▶ **Given information**:
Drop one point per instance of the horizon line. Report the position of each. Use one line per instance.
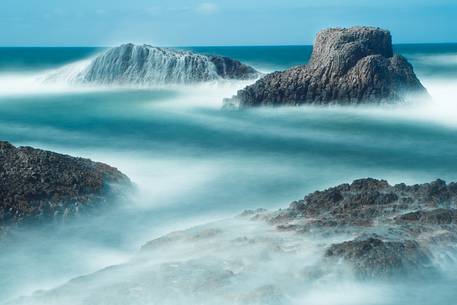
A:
(204, 46)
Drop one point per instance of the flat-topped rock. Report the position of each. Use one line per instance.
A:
(347, 66)
(38, 185)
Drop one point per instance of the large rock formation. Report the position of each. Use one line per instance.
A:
(38, 185)
(354, 65)
(368, 228)
(146, 65)
(396, 228)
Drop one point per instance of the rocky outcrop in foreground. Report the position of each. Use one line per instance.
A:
(38, 185)
(397, 229)
(347, 66)
(330, 241)
(145, 65)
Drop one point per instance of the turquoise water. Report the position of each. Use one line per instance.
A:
(194, 162)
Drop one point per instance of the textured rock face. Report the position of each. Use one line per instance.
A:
(395, 229)
(147, 65)
(38, 185)
(347, 66)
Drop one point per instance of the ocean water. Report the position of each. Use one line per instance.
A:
(194, 163)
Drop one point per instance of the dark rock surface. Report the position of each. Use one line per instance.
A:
(347, 66)
(38, 185)
(375, 258)
(394, 230)
(148, 65)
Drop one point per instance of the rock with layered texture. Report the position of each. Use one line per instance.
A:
(38, 186)
(395, 229)
(347, 66)
(145, 65)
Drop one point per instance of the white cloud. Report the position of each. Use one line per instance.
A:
(207, 8)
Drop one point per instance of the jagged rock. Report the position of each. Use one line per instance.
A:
(374, 258)
(146, 65)
(395, 228)
(347, 66)
(38, 185)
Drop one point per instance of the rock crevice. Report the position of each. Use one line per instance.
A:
(347, 66)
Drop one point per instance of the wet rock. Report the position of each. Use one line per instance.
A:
(148, 65)
(347, 66)
(375, 258)
(38, 185)
(393, 229)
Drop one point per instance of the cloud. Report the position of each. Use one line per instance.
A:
(207, 8)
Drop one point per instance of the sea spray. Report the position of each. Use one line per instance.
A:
(146, 65)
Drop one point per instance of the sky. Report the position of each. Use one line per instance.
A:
(216, 22)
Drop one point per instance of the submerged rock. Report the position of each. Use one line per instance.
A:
(147, 65)
(347, 66)
(38, 185)
(375, 258)
(396, 228)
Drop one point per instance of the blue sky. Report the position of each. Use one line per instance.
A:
(216, 22)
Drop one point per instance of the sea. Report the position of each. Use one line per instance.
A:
(195, 163)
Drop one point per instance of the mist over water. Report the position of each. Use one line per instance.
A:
(194, 163)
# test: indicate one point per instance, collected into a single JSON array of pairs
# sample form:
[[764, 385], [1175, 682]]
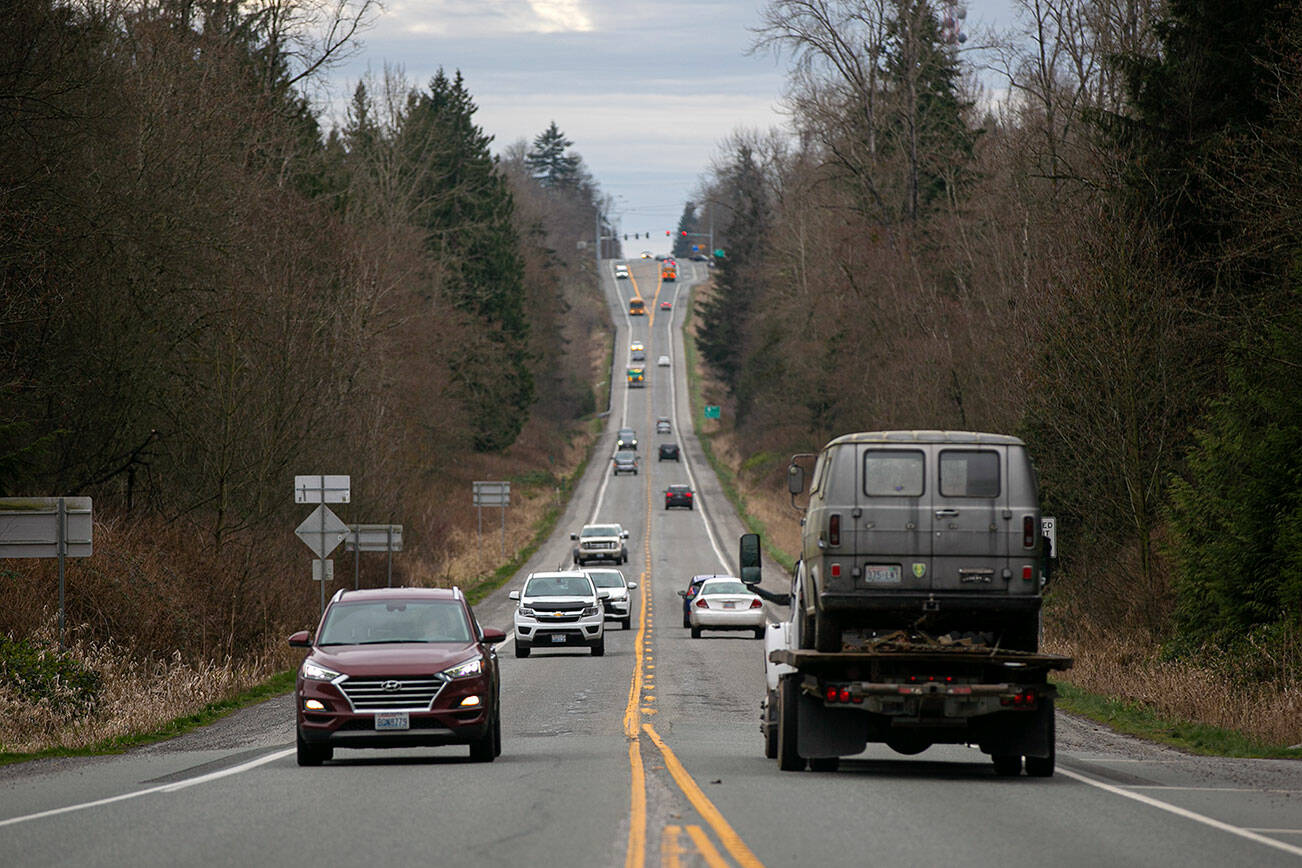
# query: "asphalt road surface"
[[647, 756]]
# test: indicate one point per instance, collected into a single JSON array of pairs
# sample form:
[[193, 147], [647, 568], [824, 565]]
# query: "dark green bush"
[[41, 674]]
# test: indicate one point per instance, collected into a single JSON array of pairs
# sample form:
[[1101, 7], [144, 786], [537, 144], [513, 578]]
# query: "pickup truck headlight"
[[466, 669], [315, 672]]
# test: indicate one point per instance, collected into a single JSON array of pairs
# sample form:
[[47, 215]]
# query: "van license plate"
[[392, 720], [882, 574]]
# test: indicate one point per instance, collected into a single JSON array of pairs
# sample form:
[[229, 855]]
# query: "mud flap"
[[1007, 733], [830, 732]]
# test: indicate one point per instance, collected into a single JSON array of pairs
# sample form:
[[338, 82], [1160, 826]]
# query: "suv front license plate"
[[889, 573], [392, 720]]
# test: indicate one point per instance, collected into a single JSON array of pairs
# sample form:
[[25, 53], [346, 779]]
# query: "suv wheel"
[[313, 754], [484, 748]]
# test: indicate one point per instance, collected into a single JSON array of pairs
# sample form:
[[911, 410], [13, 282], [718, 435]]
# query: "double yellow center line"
[[639, 708]]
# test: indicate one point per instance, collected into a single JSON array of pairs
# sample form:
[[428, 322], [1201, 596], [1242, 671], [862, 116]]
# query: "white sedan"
[[727, 604]]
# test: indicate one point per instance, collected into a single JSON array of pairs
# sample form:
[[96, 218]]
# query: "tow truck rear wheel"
[[788, 696]]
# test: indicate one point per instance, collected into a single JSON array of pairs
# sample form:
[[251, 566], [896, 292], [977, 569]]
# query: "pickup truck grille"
[[391, 694]]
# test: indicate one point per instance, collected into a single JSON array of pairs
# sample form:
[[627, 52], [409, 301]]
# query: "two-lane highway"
[[649, 755]]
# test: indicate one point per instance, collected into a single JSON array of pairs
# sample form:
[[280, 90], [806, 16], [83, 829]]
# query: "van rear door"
[[970, 518], [895, 530]]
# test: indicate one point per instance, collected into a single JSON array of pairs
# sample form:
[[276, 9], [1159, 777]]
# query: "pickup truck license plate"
[[882, 574], [392, 720]]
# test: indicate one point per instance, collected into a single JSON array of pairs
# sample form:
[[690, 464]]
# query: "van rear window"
[[969, 474], [893, 473]]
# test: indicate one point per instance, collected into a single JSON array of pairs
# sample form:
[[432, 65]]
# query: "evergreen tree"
[[466, 214], [688, 223], [550, 164]]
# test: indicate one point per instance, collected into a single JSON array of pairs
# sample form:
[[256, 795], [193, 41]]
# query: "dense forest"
[[206, 288], [1100, 257]]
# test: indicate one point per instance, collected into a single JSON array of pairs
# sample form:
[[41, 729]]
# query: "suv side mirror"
[[747, 558], [794, 478]]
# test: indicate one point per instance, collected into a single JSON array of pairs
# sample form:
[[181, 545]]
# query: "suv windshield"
[[559, 586], [387, 621], [607, 578]]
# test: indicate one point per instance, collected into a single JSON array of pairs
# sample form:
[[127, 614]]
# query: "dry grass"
[[1132, 670], [138, 695]]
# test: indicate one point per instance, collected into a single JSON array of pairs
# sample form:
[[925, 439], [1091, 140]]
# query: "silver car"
[[724, 603], [619, 605]]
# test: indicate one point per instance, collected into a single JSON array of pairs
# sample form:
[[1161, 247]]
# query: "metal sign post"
[[56, 527], [494, 495], [373, 538]]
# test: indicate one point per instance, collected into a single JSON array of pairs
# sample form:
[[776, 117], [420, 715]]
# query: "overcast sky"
[[645, 90]]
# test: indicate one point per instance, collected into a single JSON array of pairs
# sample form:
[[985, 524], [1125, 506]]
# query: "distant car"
[[690, 592], [724, 603], [619, 604], [677, 496], [397, 668], [557, 609]]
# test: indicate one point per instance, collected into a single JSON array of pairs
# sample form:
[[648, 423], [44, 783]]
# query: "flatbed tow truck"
[[909, 691]]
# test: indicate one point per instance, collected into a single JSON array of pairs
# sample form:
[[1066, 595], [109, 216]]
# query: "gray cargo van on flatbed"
[[928, 530]]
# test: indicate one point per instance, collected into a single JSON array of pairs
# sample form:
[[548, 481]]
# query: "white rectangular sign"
[[374, 538], [29, 526], [492, 493], [322, 489], [1048, 527]]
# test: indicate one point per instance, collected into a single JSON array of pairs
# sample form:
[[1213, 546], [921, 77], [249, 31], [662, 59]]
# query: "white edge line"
[[162, 787], [1184, 812]]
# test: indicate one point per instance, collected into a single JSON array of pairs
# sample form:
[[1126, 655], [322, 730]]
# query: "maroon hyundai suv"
[[399, 668]]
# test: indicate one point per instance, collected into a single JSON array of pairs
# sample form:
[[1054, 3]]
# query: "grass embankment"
[[1119, 682], [100, 698]]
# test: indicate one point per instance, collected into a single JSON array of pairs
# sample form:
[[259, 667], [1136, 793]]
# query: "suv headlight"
[[315, 672], [466, 669]]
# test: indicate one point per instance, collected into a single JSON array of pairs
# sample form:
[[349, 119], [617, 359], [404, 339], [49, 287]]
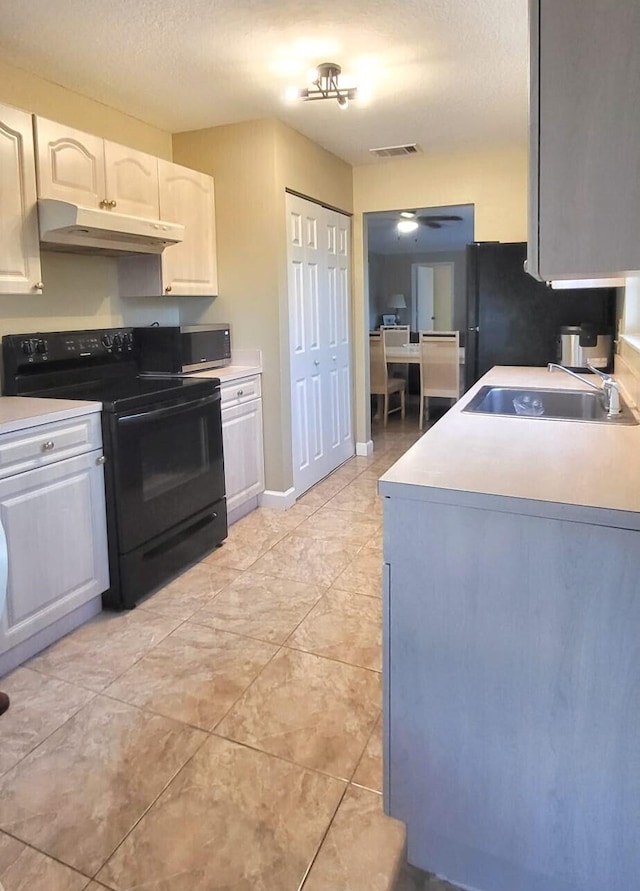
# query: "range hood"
[[71, 227]]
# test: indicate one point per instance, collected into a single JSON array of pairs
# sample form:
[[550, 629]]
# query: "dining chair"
[[439, 366], [395, 335], [380, 382]]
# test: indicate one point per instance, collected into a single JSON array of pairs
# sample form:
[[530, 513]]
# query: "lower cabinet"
[[242, 443], [54, 522]]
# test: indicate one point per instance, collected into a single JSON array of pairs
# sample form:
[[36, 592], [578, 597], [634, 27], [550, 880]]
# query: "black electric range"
[[162, 437]]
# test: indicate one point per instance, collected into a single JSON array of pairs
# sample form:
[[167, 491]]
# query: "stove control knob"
[[118, 342]]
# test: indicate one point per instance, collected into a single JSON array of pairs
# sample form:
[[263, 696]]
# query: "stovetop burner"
[[95, 365], [131, 392]]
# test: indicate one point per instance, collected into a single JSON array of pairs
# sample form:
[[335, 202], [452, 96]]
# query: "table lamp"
[[397, 301]]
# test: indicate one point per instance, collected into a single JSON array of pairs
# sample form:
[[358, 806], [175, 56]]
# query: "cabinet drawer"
[[46, 443], [237, 392]]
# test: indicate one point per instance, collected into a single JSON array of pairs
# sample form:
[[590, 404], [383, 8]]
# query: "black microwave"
[[180, 349]]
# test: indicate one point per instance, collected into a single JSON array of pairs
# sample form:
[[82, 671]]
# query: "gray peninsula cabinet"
[[512, 700], [584, 188], [511, 670]]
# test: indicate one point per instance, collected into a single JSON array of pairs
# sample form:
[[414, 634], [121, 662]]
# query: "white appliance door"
[[4, 569]]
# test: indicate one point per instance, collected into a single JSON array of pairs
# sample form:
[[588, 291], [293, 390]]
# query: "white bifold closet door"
[[318, 257]]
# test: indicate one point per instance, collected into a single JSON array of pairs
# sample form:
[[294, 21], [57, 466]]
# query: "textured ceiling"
[[447, 74], [383, 236]]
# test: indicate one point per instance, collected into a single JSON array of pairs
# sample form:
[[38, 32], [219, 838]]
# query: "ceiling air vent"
[[395, 151]]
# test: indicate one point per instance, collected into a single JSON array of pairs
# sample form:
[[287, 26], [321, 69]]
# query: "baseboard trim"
[[242, 510], [364, 449], [278, 500]]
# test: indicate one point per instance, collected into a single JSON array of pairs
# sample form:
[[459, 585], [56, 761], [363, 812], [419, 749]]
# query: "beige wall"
[[253, 163], [494, 182], [50, 100], [79, 291]]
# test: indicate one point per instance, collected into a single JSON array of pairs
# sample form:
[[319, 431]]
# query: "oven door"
[[167, 465]]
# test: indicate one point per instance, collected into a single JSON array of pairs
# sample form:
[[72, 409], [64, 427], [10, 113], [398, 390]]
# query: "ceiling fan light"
[[406, 226], [291, 94]]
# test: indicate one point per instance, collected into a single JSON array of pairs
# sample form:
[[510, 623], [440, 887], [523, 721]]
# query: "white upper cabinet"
[[186, 196], [132, 181], [19, 249], [93, 172], [70, 164]]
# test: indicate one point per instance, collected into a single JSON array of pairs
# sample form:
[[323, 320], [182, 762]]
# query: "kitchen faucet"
[[609, 387]]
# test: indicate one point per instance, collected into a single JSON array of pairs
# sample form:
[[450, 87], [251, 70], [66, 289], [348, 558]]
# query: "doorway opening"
[[415, 276]]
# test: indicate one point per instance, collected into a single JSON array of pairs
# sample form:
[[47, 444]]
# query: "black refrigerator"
[[512, 319]]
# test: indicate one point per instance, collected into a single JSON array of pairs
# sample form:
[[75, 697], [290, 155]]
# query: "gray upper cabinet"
[[584, 188]]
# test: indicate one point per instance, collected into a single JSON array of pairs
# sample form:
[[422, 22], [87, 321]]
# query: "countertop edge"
[[598, 488], [38, 414], [512, 504]]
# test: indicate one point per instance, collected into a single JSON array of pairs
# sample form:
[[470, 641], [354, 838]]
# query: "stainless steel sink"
[[558, 405]]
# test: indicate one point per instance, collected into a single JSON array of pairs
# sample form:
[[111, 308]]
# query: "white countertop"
[[21, 412], [229, 372], [560, 468]]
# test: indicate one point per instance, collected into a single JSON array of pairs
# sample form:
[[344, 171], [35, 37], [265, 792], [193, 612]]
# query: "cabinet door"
[[54, 522], [186, 196], [243, 452], [19, 247], [70, 164], [586, 102], [131, 181]]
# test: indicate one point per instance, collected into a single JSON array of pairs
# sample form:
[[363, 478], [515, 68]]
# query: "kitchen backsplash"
[[81, 292]]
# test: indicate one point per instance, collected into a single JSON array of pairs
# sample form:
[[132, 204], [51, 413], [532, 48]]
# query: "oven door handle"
[[161, 413]]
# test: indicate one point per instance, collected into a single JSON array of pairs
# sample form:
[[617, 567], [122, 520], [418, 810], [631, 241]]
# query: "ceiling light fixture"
[[405, 226], [325, 85]]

▶ **Written exercise**:
Please report every line of the rows above that contains the word "wheel", with case counting.

▶ **Completed task**:
# query: "suv wheel"
# query: "tow truck rear wheel"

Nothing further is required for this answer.